==== ИЗВЛЕЧЁННЫЙ ТЕКСТ ====
Кое-что об этом новом монархе приоткрылось в той речи, которую он произнес в Гилдхолле, куда прибыл с королевой 23 июня, на следующий день после бурной встречи, которую им устроил Лондон. В ходе своего весьма эмоционального и очень искреннего выступления он рассказал слушателям, что произвело на него самое большое впечатление во время турне по Канаде, чем показал себя прекрасным наблюдателем:
«Я видел повсюду не только символ британской короны, я также видел, как они процветают, видел институты, которые они создавали век за веком под эгидой этой короны, институты британские по своему происхождению, британские по своему медленному и почти случайному росту, институты, которые своими корнями связаны с британской верой, свободой и правосудием и потому значат для нас даже больше, чем величие нашей истории или слава нашего английского языка.
Думаю, даже в верноподданническом энтузиазме, с которым сотни и тысячи моих канадских подданных, и молодых и старых, встречали меня и королеву, я замечал влияние этих институтов. Потому что не только реальное присутствие короля и королевы заставляло их открывать нам свои сердца; мне казалось, что их радушие было выражением благодарности за права свободных граждан, унаследованные каждым членом нашего великого Содружества Наций.
==== ИСХОДНЫЕ ДАННЫЕ ====
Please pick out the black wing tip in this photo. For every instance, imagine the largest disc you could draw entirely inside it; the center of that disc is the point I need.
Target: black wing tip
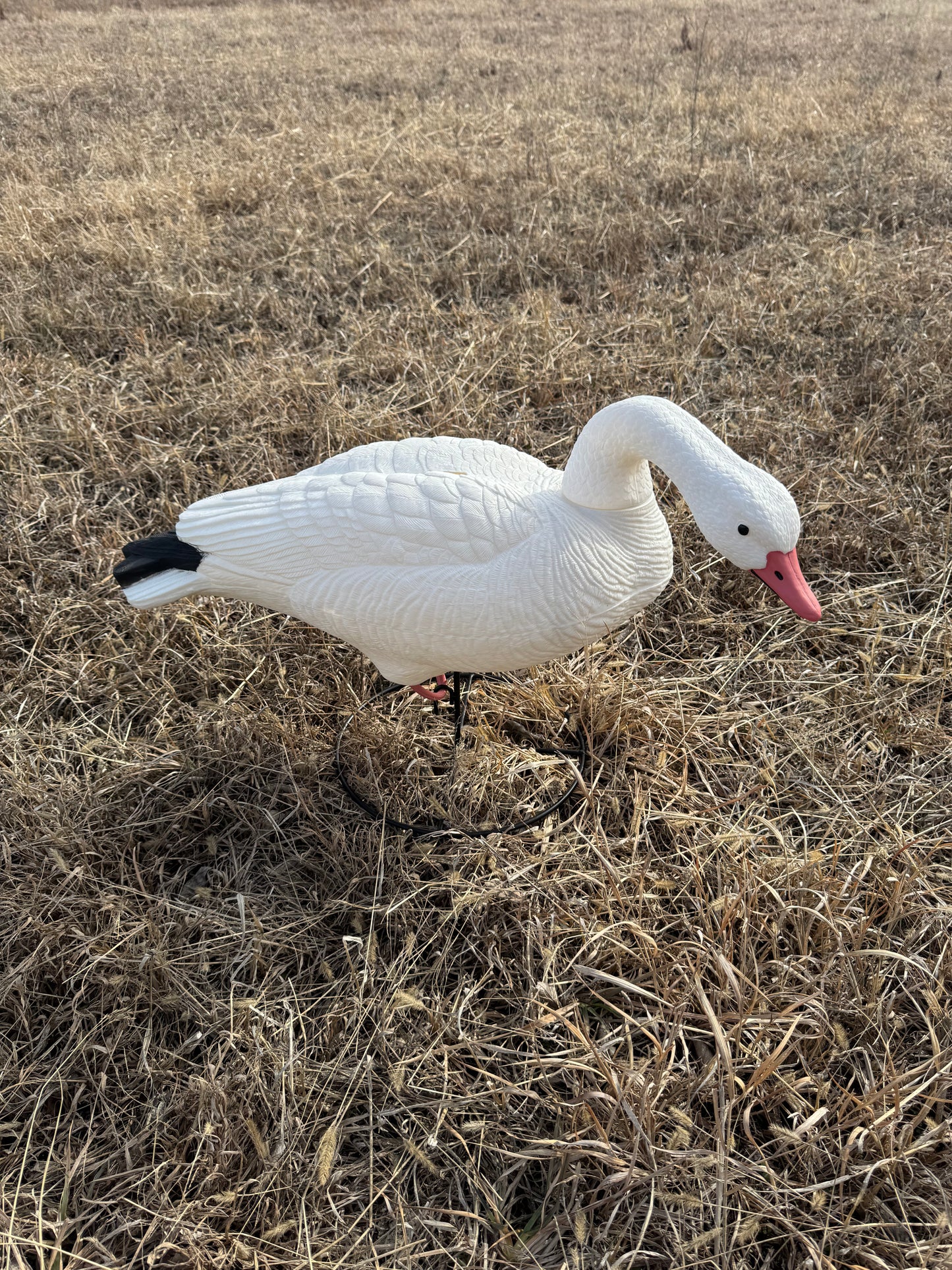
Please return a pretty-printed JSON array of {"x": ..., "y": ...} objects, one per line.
====
▶ ЗАДАЧА:
Какого числа монарх с королевой прибыл в Гилдхолл, согласно извлечённому тексту?

▶ ОТВЕТ:
23 июня, на следующий день после бурной встречи, которую им устроил Лондон.